GOAL: Write out, unchanged, the lines below that start with the line containing "subject: stone tower" and continue through the last line of the items, including both.

=== SOURCE DATA ===

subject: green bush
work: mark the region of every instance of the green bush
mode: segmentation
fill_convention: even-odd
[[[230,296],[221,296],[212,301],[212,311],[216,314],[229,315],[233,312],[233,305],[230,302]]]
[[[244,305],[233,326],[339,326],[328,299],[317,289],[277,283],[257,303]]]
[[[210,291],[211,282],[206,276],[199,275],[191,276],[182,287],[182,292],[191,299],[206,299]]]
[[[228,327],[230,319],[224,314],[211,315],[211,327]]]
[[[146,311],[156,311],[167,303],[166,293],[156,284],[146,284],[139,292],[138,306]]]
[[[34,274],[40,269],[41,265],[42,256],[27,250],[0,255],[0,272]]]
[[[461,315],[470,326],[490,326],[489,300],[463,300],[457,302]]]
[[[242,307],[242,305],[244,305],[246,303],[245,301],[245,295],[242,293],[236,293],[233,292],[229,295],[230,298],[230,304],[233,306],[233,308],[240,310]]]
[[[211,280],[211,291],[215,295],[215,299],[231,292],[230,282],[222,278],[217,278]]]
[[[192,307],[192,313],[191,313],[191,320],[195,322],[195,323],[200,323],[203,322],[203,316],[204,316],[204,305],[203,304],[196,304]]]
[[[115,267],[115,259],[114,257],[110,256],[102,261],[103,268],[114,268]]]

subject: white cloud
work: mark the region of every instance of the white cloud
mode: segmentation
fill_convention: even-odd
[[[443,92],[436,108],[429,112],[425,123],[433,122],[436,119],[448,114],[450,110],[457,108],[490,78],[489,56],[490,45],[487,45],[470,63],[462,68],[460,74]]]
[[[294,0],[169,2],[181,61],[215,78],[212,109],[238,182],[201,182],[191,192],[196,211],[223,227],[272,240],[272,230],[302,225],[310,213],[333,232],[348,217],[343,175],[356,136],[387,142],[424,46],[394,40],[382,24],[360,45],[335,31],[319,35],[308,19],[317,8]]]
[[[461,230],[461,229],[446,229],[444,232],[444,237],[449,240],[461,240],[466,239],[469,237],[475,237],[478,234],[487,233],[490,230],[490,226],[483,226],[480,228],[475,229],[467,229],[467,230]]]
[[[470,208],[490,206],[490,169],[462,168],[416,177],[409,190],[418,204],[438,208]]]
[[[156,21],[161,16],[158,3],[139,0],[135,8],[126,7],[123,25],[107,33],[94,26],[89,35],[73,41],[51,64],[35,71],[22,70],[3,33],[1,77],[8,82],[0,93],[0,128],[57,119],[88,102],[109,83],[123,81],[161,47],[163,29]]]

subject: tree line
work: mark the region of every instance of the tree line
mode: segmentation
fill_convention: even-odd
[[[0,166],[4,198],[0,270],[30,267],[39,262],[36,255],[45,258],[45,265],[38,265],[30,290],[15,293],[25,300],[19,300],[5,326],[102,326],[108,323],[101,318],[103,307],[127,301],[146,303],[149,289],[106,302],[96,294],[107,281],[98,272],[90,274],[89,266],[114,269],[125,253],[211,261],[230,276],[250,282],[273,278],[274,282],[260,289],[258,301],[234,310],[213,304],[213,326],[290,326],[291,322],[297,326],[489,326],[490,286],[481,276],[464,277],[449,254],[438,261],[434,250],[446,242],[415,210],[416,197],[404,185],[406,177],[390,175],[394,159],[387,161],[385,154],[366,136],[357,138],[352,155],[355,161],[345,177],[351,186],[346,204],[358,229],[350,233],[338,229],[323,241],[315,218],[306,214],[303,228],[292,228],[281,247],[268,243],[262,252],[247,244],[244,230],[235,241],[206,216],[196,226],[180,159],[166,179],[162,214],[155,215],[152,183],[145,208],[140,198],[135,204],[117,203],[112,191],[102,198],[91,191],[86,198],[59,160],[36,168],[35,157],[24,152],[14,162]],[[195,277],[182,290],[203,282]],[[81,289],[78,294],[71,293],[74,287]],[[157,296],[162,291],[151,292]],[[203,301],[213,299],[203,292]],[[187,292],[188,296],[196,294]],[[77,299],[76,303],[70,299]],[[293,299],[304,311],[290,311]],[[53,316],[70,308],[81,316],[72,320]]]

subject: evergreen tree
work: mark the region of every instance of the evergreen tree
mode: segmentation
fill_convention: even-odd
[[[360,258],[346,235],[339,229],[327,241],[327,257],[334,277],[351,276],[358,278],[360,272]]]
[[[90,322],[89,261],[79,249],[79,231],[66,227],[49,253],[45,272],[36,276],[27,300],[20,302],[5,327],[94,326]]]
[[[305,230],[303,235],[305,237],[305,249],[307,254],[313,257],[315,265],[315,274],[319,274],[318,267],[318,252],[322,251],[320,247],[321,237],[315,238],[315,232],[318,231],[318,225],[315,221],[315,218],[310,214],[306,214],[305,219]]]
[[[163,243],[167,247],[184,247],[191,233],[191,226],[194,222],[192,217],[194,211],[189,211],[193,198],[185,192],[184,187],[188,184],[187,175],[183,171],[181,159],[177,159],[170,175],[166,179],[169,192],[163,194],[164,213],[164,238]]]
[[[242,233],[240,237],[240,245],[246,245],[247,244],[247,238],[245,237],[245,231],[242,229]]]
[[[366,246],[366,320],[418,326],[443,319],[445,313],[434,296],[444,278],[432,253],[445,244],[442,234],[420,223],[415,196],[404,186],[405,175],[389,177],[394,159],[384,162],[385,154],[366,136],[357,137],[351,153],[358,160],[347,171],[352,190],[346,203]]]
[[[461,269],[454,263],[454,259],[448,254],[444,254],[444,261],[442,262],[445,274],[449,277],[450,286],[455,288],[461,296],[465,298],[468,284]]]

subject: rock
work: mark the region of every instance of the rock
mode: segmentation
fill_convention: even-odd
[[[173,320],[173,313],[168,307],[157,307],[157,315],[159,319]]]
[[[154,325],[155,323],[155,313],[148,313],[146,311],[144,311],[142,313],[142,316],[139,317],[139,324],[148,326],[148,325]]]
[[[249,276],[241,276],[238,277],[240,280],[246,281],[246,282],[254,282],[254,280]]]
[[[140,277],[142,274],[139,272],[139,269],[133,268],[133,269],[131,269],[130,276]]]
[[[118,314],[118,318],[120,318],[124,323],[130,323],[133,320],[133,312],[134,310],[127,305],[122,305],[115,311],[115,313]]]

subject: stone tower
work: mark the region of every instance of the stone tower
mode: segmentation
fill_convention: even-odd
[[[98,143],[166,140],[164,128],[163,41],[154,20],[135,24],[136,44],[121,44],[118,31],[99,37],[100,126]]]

===

ANSWER TO THIS TASK:
subject: stone tower
work: mark the region of every instance of the stone tower
mode: segmentation
fill_convention: even-odd
[[[98,143],[166,140],[164,128],[163,41],[154,20],[135,24],[136,44],[121,44],[118,31],[99,37],[100,126]]]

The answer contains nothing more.